Point annotation dataset records -
-- BEGIN --

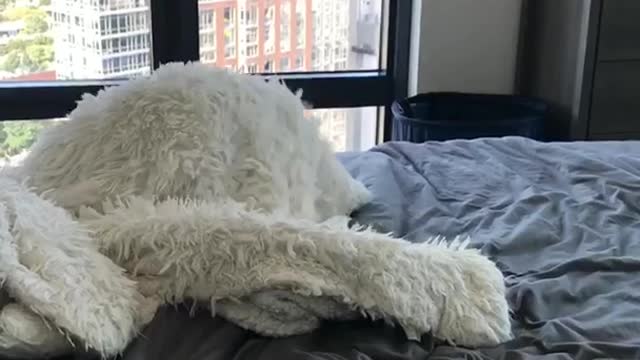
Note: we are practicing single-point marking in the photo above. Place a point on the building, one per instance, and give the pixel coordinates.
(256, 36)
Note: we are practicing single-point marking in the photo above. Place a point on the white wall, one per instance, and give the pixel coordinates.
(464, 45)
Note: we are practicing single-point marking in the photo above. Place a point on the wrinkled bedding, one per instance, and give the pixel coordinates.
(561, 220)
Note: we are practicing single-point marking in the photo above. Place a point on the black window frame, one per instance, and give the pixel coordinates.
(175, 37)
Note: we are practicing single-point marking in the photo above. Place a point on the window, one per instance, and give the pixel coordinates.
(284, 36)
(285, 20)
(268, 66)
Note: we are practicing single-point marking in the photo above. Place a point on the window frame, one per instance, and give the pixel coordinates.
(175, 37)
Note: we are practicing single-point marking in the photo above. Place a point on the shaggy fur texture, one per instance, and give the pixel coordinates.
(208, 185)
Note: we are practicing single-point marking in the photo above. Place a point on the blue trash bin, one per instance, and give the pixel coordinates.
(445, 116)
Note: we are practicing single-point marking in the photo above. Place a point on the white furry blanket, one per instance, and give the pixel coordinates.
(199, 184)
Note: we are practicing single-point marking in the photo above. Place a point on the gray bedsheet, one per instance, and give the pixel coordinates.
(562, 221)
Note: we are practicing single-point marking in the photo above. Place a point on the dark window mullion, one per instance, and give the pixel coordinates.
(398, 46)
(174, 30)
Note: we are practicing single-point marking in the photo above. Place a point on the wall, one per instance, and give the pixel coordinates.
(464, 45)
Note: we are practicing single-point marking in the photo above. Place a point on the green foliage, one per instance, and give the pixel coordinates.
(35, 22)
(3, 134)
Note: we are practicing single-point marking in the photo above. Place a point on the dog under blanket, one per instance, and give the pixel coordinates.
(197, 184)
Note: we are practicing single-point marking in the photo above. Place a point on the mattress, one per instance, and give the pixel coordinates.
(561, 220)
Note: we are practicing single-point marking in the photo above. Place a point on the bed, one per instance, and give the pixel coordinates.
(561, 220)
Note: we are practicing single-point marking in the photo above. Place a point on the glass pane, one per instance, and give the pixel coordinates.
(352, 129)
(74, 39)
(17, 136)
(291, 35)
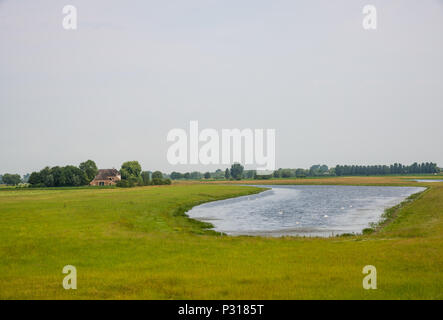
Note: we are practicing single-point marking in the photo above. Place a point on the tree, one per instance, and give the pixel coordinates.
(11, 179)
(130, 169)
(236, 171)
(90, 169)
(145, 178)
(176, 175)
(157, 178)
(227, 174)
(157, 175)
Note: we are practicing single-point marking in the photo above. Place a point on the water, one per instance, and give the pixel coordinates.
(302, 210)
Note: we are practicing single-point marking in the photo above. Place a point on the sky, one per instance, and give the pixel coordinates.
(133, 70)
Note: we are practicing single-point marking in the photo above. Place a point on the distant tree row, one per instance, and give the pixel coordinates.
(67, 176)
(10, 179)
(237, 172)
(397, 168)
(132, 175)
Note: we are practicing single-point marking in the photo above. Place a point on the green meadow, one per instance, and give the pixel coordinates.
(139, 244)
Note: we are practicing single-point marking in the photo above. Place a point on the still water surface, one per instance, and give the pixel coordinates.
(302, 210)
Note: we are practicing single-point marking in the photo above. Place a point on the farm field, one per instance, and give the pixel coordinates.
(138, 244)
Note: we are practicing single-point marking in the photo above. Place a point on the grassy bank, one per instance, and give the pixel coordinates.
(137, 243)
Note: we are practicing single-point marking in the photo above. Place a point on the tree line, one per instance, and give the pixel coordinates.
(237, 172)
(132, 175)
(396, 168)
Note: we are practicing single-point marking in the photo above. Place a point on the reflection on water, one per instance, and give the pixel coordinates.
(302, 210)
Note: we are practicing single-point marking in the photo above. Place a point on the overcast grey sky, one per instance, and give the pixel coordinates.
(111, 90)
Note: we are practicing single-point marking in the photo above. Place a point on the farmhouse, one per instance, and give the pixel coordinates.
(106, 177)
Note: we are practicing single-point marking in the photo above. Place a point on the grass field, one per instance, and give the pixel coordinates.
(137, 243)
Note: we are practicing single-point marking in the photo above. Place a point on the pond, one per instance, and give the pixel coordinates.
(298, 210)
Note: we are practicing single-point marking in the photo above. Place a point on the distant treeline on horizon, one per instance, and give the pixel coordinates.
(313, 171)
(83, 175)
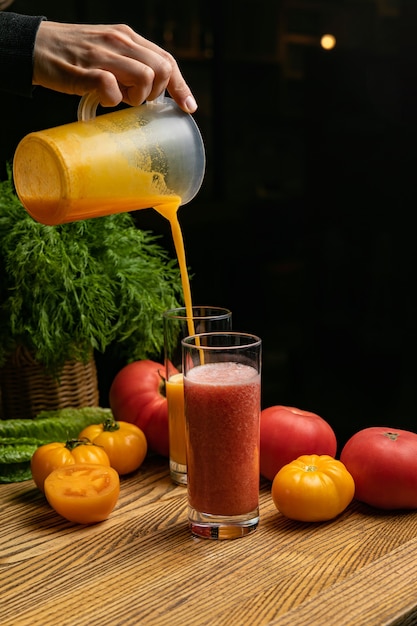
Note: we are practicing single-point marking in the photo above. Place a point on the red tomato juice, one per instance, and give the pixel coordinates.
(222, 407)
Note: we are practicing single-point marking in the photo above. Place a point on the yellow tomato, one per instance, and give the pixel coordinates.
(313, 488)
(124, 443)
(50, 456)
(83, 493)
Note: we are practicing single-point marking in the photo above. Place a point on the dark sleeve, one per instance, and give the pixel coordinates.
(17, 41)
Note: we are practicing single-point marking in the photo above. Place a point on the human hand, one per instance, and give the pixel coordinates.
(112, 61)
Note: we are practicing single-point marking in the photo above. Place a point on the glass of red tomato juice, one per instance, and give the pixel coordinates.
(222, 399)
(179, 323)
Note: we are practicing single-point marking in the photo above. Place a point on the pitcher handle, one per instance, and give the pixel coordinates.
(87, 107)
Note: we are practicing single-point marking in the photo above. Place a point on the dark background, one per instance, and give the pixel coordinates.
(304, 226)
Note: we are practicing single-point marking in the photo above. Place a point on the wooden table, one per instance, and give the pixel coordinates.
(142, 567)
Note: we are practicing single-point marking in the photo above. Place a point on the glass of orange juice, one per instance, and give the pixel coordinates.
(179, 323)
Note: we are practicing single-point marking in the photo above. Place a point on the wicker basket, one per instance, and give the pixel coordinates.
(26, 389)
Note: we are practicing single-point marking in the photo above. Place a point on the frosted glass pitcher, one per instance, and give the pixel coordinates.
(133, 158)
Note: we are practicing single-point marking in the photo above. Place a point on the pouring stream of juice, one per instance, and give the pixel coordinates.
(169, 210)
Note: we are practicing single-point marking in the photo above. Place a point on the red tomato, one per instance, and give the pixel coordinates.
(137, 395)
(287, 433)
(383, 463)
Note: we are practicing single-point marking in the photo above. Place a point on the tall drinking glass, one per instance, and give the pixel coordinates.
(177, 325)
(222, 390)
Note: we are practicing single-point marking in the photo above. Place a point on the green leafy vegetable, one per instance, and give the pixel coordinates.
(70, 289)
(19, 438)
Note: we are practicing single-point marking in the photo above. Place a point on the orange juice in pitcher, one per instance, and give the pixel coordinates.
(130, 159)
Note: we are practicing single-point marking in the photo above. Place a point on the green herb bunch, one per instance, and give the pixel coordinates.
(68, 290)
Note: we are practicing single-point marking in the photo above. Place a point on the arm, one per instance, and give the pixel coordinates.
(17, 40)
(112, 61)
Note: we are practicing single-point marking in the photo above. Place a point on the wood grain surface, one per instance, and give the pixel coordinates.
(142, 566)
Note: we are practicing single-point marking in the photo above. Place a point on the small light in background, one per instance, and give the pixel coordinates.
(328, 42)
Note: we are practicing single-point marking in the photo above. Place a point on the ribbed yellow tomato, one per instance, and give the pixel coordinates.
(312, 488)
(83, 493)
(124, 443)
(50, 456)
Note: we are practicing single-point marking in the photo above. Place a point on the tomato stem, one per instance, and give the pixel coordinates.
(110, 425)
(74, 443)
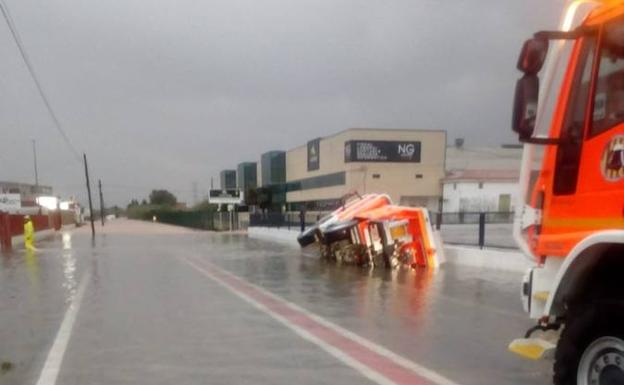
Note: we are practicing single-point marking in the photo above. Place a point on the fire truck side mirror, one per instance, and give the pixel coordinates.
(532, 55)
(525, 106)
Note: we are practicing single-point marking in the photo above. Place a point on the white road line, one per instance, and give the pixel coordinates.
(52, 366)
(363, 369)
(373, 375)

-- END --

WHAT YOU HAVE TO DO - All lines from the line containing "the green herb" through the end of the listing above are to be given again exactly; pictures are not part of the copy.

RESPONSE TO THE TASK -
Note: we are practicing single-point marking in the photo above. Place a point on the green herb bunch, one per instance, and give the pixel coordinates.
(68, 290)
Note: we are practicing single-point marking in the photo above. Place a point on the arm, one per instance, and give the pixel coordinates.
(17, 40)
(112, 61)
Note: we are practicing single-point marking in the photo above. Place a point on the wood grain surface, one per instance, and give the pixel coordinates.
(142, 566)
Note: we are practicing single-point marking in the photo above. Place a point on the small light in background, one per instance, and give the pixel coordinates.
(328, 42)
Note: we are practicing single-point marking in the photo above. Place a point on the ribbed yellow tomato, one per instance, and give the pixel coordinates.
(312, 488)
(83, 493)
(124, 443)
(50, 456)
Note: we are practicing single-point marking in the photo above. Place a point on the tomato stem, one per instance, and give the pixel coordinates.
(110, 425)
(74, 443)
Note: we are practicing single-point marking in the photo above. Place a point on the fire truck side mirror, one per instance, and give the pixel coordinates.
(532, 55)
(525, 106)
Note: we are practicing single-point marking in the photo above. Place a point on the white road line, one per instance, and give the pixel coordinates.
(52, 366)
(363, 369)
(373, 375)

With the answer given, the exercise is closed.